ASSIGNED TASK 1
In the article on the Phoenix microchip, how much power does the chip consume during sleep mode?
ASSIGNED TASK 2
From the article on the Phoenix microchip, return the stretch from "A low-power microchip" through "for 263 years.".
ASSIGNED TASK 3
Take the article on the low-power Phoenix sensor chip further from where it stops.

Sensor microchip uses 30,000-times less power than conventional chips

A low-power microchip uses 30,000 times less power in sleep mode and 10 times less in active mode than comparable chips now on the market.

The Phoenix Processor sets a low-power record and is intended for use in cutting-edge sensor-based devices such as medical implants, environment monitors or surveillance equipment according to researchers at the University of Michigan who developed the chip. The chip consumes 30 picowatts during sleep mode. A picowatt is one-trillionth of a watt. Theoretically, the energy stored in a watch battery would be enough to run the Phoenix for 263 years.

Phoenix measures one square millimeter, but is the same size as its thin-film battery. “Low power consumption lets us reduce battery size and thereby overall system size. Our system, including the battery, is projected to be 1,000 times smaller than the smallest known sensing system today,” said David Blaauw, a professor in the Department of Electrical Engineering and Computer Science “It could allow for a host of new sensor applications.”

SOURCE DATA
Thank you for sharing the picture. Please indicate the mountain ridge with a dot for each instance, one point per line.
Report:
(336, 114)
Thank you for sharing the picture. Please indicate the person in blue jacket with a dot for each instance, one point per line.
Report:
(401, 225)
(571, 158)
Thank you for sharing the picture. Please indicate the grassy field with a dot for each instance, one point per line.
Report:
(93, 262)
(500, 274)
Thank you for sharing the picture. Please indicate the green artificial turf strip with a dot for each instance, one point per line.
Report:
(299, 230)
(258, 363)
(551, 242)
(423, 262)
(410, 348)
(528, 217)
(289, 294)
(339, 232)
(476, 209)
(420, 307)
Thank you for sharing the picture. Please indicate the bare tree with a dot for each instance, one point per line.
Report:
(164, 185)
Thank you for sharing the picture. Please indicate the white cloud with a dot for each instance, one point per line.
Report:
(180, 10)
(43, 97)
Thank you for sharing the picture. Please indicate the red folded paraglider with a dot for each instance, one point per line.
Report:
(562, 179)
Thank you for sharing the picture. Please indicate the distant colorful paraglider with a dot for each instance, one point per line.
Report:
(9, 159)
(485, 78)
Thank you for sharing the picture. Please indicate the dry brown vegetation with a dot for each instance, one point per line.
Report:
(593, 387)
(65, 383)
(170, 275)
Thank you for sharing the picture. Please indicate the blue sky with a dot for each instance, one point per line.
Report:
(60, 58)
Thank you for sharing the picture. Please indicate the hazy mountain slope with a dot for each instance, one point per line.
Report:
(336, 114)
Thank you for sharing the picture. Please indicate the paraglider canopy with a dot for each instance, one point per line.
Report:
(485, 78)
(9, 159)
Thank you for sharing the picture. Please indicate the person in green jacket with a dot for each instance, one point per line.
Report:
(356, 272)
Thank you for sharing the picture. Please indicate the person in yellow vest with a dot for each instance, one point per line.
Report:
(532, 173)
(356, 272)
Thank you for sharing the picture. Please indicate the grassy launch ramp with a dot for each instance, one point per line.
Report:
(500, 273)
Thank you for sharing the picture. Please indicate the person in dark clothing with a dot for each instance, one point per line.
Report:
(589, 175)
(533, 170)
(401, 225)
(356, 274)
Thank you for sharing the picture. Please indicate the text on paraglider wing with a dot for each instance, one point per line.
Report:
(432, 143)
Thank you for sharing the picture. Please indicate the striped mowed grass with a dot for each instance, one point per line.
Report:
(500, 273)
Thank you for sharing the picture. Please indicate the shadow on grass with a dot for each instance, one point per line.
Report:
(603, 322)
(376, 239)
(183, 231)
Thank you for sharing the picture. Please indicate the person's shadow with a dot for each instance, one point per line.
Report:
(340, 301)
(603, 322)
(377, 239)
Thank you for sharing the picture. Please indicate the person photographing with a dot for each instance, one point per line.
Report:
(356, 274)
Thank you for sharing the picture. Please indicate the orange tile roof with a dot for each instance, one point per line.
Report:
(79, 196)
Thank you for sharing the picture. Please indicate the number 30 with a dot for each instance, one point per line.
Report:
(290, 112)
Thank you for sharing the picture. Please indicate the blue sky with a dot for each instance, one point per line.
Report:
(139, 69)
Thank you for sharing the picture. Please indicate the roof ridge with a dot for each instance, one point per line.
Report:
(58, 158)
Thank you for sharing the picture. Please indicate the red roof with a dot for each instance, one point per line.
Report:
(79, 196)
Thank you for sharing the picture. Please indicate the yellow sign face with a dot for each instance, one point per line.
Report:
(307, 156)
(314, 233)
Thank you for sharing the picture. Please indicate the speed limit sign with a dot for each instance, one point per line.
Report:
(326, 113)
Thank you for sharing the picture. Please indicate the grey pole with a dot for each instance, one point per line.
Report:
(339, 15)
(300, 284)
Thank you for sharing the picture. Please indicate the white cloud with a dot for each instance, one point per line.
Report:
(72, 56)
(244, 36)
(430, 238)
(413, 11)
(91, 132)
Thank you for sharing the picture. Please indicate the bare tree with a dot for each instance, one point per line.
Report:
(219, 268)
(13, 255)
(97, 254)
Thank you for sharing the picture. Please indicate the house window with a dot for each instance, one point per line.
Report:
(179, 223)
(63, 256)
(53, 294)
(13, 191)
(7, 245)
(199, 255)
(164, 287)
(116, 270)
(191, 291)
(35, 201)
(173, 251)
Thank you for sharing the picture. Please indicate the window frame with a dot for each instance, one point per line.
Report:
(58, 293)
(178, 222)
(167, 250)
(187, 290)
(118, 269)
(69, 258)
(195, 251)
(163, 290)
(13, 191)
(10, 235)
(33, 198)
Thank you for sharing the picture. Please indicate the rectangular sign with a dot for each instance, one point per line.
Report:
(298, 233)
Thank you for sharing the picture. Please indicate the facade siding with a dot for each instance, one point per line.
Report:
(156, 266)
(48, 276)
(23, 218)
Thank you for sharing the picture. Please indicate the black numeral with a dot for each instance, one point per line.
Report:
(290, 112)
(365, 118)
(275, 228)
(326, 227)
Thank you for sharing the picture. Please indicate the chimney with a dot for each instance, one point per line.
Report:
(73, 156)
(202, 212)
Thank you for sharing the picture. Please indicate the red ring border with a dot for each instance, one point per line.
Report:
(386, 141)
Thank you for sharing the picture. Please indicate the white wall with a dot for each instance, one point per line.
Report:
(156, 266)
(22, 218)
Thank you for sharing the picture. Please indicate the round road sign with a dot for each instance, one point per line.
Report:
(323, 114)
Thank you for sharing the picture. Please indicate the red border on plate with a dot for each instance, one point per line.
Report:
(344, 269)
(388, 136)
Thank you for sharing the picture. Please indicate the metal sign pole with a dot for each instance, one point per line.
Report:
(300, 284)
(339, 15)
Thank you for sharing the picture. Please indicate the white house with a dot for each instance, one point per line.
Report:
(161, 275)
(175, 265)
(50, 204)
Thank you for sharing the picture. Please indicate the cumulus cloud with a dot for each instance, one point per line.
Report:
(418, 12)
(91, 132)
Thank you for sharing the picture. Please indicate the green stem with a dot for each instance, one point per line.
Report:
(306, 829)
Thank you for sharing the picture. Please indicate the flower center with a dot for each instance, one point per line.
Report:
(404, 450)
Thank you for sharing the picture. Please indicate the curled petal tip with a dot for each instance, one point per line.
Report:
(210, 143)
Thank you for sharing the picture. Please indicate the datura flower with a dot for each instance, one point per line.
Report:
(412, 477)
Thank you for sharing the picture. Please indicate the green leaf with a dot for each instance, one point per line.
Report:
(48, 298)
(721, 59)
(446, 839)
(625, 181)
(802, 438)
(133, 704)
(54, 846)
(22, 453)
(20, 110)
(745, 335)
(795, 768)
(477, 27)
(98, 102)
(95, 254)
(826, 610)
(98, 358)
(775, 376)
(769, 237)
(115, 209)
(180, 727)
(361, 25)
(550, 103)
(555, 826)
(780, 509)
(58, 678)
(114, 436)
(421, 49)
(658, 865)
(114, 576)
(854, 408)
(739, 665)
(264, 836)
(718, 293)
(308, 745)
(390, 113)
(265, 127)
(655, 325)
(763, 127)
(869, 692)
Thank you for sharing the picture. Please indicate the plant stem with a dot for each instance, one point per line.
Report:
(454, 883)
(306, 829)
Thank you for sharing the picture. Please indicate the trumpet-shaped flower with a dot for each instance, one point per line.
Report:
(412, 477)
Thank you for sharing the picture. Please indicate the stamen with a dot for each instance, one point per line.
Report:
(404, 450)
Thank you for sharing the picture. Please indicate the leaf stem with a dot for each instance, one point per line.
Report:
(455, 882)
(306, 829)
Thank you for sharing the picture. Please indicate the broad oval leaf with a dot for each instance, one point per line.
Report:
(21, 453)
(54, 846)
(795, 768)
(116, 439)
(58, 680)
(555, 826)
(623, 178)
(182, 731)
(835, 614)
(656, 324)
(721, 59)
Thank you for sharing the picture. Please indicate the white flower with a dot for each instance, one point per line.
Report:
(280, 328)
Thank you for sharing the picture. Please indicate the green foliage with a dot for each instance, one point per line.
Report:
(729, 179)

ANSWER SECTION 1
30 picowatts.

ANSWER SECTION 2
A low-power microchip uses 30,000 times less power in sleep mode and 10 times less in active mode than comparable chips now on the market.

The Phoenix Processor sets a low-power record and is intended for use in cutting-edge sensor-based devices such as medical implants, environment monitors or surveillance equipment according to researchers at the University of Michigan who developed the chip. The chip consumes 30 picowatts during sleep mode. A picowatt is one-trillionth of a watt. Theoretically, the energy stored in a watch battery would be enough to run the Phoenix for 263 years.

ANSWER SECTION 3
To achieve such low power, Phoenix engineers focused on sleep mode, where sensors can spend more than 99% of their time. A low-power timer acts as an alarm clock on perpetual snooze, waking Phoenix every ten minutes for 1/10th of a second to run a set of 2,000 instructions. The list includes checking the sensor for new data, processing it, compressing it into a sort of short-hand, and storing it before going back to sleep, researchers said.

A unique power gate design is an important part of the sleep strategy. Power gates block the electric current from parts of a chip not essential for memory during sleep.In typical state-of-the-art chips, power gates are wide with low resistance to let through as much electric current as possible when the device is turned on. These chips wake up quickly and run fast, but leak electric current in sleep mode, researchers said.

Phoenix engineers used much narrower power gates that restrict the flow of electric current. That strategy, coupled with the deliberate use of an older process technology, cut down on energy leaks.To address this performance loss, the Michigan team increased the chip’s operating voltage, increasing the baseline power by approximately 20% when the chip is awake. But Phoenix still runs at 0.5 Volts, rather than the 1 to 1.2 Volts typical chips require.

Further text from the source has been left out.